(Task data)

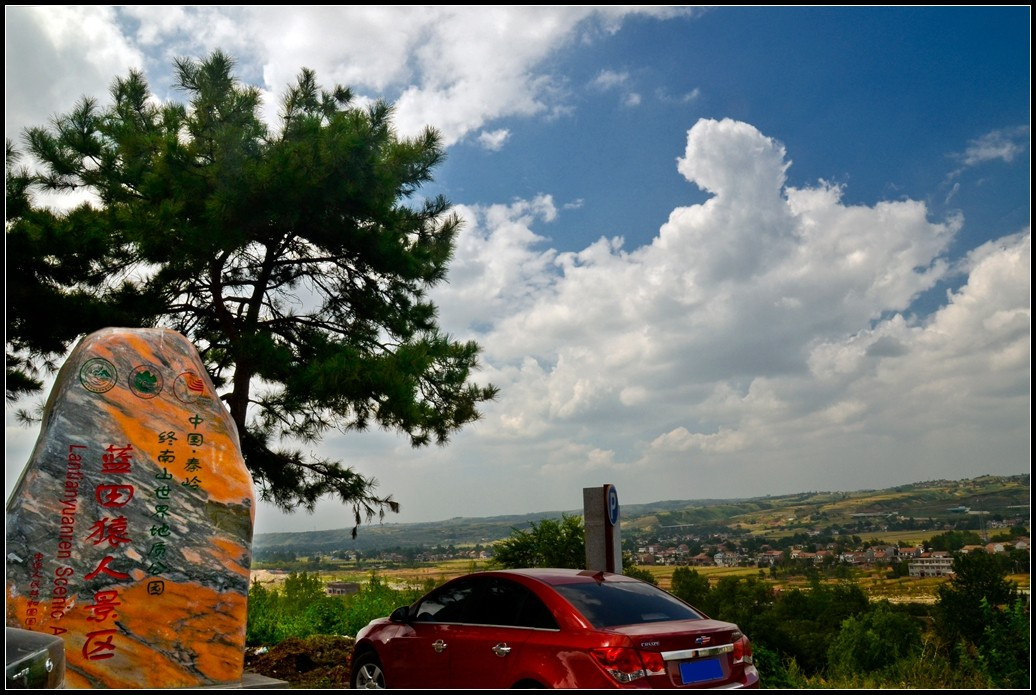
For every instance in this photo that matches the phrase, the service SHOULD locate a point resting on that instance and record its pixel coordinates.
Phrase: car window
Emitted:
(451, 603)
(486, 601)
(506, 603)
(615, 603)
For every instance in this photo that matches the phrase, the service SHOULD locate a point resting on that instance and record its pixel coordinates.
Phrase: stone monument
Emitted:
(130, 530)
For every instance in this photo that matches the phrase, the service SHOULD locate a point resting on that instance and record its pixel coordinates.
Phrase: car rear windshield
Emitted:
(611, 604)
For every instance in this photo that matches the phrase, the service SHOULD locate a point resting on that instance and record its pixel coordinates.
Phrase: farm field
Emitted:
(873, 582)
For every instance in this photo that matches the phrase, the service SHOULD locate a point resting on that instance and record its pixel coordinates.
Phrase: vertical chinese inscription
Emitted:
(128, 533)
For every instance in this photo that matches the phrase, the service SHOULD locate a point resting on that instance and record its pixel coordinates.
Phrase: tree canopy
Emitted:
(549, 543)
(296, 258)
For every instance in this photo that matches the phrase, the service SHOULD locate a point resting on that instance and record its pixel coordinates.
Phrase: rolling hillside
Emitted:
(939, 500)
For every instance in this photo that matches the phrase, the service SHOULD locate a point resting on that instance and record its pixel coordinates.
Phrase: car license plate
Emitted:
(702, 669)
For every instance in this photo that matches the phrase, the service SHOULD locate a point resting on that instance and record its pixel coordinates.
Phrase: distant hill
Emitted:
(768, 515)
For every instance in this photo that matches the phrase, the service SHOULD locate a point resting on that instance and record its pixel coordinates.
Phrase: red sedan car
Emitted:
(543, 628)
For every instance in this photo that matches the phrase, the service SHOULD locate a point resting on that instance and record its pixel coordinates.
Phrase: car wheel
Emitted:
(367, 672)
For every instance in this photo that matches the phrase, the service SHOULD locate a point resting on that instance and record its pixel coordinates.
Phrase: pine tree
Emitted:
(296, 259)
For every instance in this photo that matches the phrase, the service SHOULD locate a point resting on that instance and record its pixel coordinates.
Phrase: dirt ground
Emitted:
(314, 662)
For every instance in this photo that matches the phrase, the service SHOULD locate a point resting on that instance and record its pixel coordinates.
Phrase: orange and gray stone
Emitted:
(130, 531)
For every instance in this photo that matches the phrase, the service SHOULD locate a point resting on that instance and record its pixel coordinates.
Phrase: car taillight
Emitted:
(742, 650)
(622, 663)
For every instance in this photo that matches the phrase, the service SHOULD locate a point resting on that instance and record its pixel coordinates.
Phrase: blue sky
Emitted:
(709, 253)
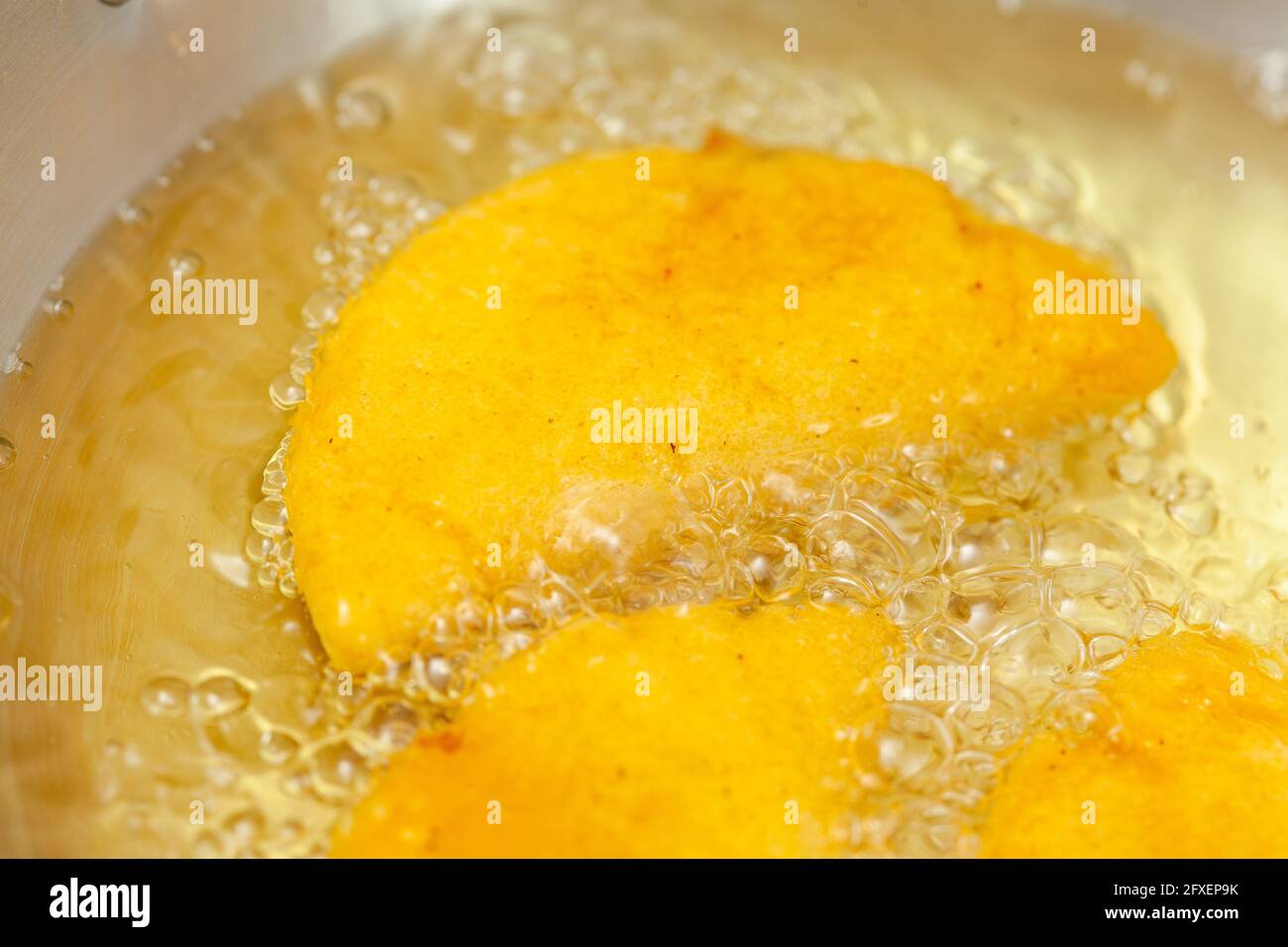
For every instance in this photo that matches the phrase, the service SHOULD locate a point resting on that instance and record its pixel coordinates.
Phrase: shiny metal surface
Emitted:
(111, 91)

(End Task data)

If an entry above holds a picture, omit the picture but retype everything else exactly.

> **Your response**:
For every instance in this photo that matches the phrase, the service SHOULD locate a point resting on that instance and record its pixel coordinates.
Phrase: car window
Emitted:
(451, 603)
(486, 601)
(506, 603)
(615, 603)
For every instance in this photo that matches the phrase, the service SHOULD locate a point resting on that instance and record its pixel coordinates.
Phrase: stone monument
Emitted:
(130, 530)
For every instance in this photo that matches the phrase, the service SHOULD locate a point resting on that instance and record its pixel coordinates.
Phrase: car rear windshield
Emitted:
(611, 604)
For every instance in this photo that matches the phrase, the service SHOULD locate a point resting on that instance and record its pixel coordinates.
Phrase: farm field
Emitted:
(873, 582)
For every instance in this photo that matches the phrase, the service SHOULD locate a point resting on that instance and record its pixel coordinates.
Phrase: vertical chinese inscription
Emitted:
(128, 533)
For every instance in this photo that matches the phrase, the service SHOULD locate a point resting on that instance and record its pixel coordinates.
Phrase: tree canopy
Emitted:
(549, 543)
(296, 258)
For every instance in this photo that matches the phrase, the service SHOULD locate a point resting on that instance and record its pixel coordinates.
Phrase: rolling hillside
Emitted:
(939, 500)
For every instance in this photo that matches the phrase, the service SHOULD locate a point resting on that instance and record its pixel coordinates.
Phrase: car license plate
Emitted:
(702, 669)
For every instance in this photo that matches the phrase, the service SHOULD locate a point resting on that instance and record its pixel coordinates.
Phrase: distant hill
Emitted:
(768, 515)
For every instance in this photo that matches the phrase, the service SHOULD locate a point resting on that instance and record its pixel coordinates.
Phrase: red sedan car
Emitted:
(543, 628)
For every instance in this photo that matches the phrase, the service SHOULD locate a point resting on that instance and record its pixel coordinates.
Phrase: car wheel
Emitted:
(367, 672)
For every instance in this photo that matches the phrase, the service SHOULD locate a point resting on that instance and record its pixel coordinates.
Phrase: pine tree
Emitted:
(296, 259)
For every instance in this photo that matches the phrase, the service SHOULD locate a point resting on that instance and record its pixel coordinates.
Phrase: dirt ground
Emitted:
(314, 662)
For every instance in this photo that matches the phrase, the service SHOULD locate a point resting on that instance and record its pixel coordinates.
Phrase: orange and gray stone
Emitted:
(130, 531)
For every instance in this photo that matches the phrase, the service SHOULD locate a point resting on that instance and record its pixel coordinates.
Phrase: car taillight
Emitted:
(742, 650)
(622, 663)
For every instance in this photo that matches the phrase, the service SHOULD locate a point resting on that instance and record its pixel coordinates.
Phrase: blue sky
Emitted:
(709, 253)
For every instance in this photo that matches the phrase, the service SHOULD locate a point resting on that instance and record its pixel coordinates.
Phrase: shiny metal surface
Emitted:
(111, 91)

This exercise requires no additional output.